Practical things to try – to release yourself from fear and obsessive worry…
- Spotlight technique – deliberately pause and observe your mind in the moment when the worries are going round and round in your head. Notice the pace. Notice the themes. What are the scripts that come back and forth. Are you caught in a ‘yes-but’ loop of worry…vs productively debating and seeking points of action? Worry will always trump reassurance. Choices and action help bind anxiety and worry. How can you step outside and observe with curiosity and seek to learn the ways in which your survival instinct is being on your side – but is not actually being your friend in this…is bullying you into being constantly on the alert rather than allowing you to choose, act, rest, and restore.
- What is the quality of the self talk? We can’t change the lock-down but we can change how we think about it. How does your script need to change eg from ‘I can’t stand it any more’ to ‘This is hard. I can dig deep. It’s going to be OK.’
- Know that at times of threat we tend to make 3 basic mis-appraisals. We tend to under estimate our capacity to cope, over estimate the impact of the threat, and over estimate the changes of that bad event….What are your estimations?
- Scheduling some time, space, to really focus and express what’s on our minds can be a productive release and help declutter the mind. Allocate 20 minutes to really GO FOR IT with worry. You’ll actually find it quite hard to sustain. Go on – try to take a proper look at your inner Medusa. I heard Dr Lawrence Cohen speak recently about supporting others in working through anxiety. And he said something that struck me as profoundly true. ‘The object of emotion is completion’ – quite often within ourselves, and with others, we don’t allow the difficult emotion to have full expression – because we leap in to reassure and ‘fix it up’ ‘make it better’. But we need to allow the emotion to be expressed – richly expressed – in order to move through it.

■ **EXTRACTED MATERIAL**
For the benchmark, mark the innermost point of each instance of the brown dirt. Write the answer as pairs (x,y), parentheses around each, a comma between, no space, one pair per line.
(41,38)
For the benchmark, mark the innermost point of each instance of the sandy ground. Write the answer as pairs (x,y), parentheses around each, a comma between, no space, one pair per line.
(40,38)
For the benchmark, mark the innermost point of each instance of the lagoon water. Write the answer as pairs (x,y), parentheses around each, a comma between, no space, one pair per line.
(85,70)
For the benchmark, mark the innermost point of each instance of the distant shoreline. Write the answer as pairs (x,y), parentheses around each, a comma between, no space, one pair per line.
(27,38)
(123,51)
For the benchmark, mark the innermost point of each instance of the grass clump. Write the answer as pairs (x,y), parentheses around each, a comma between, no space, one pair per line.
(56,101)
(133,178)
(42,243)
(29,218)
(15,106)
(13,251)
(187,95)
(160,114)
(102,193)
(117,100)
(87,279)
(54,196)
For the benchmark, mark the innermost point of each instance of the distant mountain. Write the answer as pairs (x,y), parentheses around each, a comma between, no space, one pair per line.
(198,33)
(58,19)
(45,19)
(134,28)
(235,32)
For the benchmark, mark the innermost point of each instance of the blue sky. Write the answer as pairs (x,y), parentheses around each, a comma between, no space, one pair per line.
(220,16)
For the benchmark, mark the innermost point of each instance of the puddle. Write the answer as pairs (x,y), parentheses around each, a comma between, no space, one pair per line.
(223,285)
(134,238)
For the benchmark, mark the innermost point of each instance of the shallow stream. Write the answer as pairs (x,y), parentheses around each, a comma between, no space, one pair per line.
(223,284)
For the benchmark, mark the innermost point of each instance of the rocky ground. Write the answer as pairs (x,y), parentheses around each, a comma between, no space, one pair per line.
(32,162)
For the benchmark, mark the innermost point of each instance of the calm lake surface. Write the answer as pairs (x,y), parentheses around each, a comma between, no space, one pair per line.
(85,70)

---

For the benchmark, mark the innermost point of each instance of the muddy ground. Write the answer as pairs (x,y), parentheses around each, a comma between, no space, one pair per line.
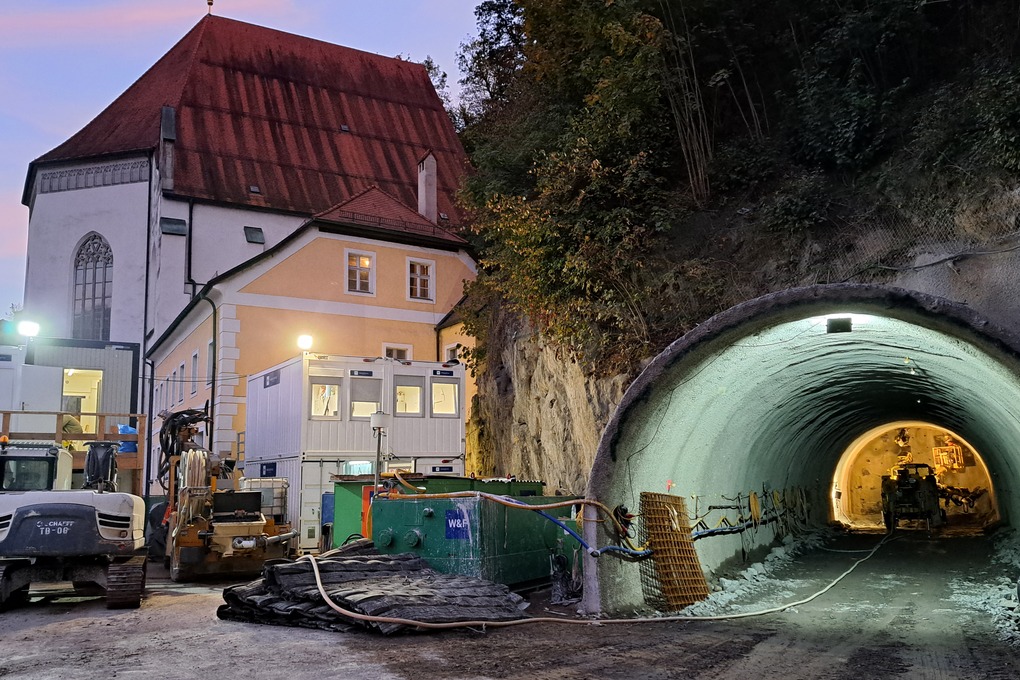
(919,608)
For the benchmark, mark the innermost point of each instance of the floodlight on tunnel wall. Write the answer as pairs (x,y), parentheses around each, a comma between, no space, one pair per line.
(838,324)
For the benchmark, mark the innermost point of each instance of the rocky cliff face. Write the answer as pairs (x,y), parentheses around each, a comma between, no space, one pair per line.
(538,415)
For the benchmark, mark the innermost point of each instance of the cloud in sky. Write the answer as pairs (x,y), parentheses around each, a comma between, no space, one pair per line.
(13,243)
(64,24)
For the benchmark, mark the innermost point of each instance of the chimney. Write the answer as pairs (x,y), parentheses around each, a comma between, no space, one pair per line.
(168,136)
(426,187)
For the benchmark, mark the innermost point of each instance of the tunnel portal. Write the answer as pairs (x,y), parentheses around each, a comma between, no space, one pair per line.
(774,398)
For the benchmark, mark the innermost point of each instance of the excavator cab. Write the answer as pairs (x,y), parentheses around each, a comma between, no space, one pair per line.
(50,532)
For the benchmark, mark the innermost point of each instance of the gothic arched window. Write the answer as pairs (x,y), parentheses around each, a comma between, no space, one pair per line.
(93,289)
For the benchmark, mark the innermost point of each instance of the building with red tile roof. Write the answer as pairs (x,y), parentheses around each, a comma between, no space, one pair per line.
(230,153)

...

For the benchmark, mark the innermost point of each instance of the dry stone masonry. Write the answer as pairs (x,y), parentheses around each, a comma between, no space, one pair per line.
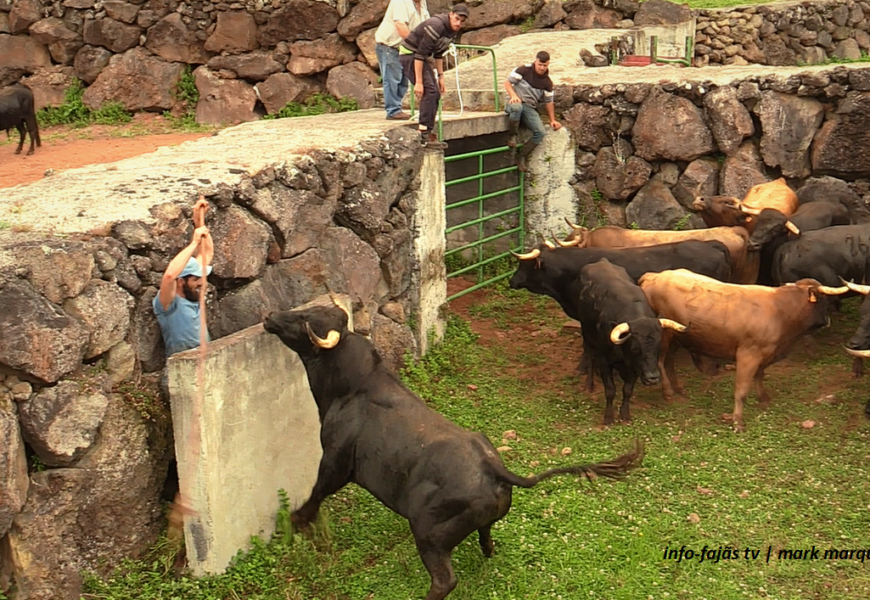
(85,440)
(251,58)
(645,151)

■ **QUESTIONS**
1. Decide whether each statement agrees with the worry tips. Give yes or no for each, with the deciding words quoted from the text.
(a) The tips recommend setting aside 20 minutes to focus fully on worrying.
(b) The tips say reassurance will always win out over worry.
(c) The tips say that at times of threat we tend to overestimate our capacity to cope.
2. Write out the passage of the worry tips between "- Scheduling some" and "move through it.", inclusive.
The listing plays no part in this work.

■ **TASK RESPONSES**
1.
(a) Yes: "Allocate 20 minutes to really GO FOR IT with worry."
(b) No: "Worry will always trump reassurance."
(c) No: "under estimate our capacity to cope"

2.
- Scheduling some time, space, to really focus and express what’s on our minds can be a productive release and help declutter the mind. Allocate 20 minutes to really GO FOR IT with worry. You’ll actually find it quite hard to sustain. Go on – try to take a proper look at your inner Medusa. I heard Dr Lawrence Cohen speak recently about supporting others in working through anxiety. And he said something that struck me as profoundly true. ‘The object of emotion is completion’ – quite often within ourselves, and with others, we don’t allow the difficult emotion to have full expression – because we leap in to reassure and ‘fix it up’ ‘make it better’. But we need to allow the emotion to be expressed – richly expressed – in order to move through it.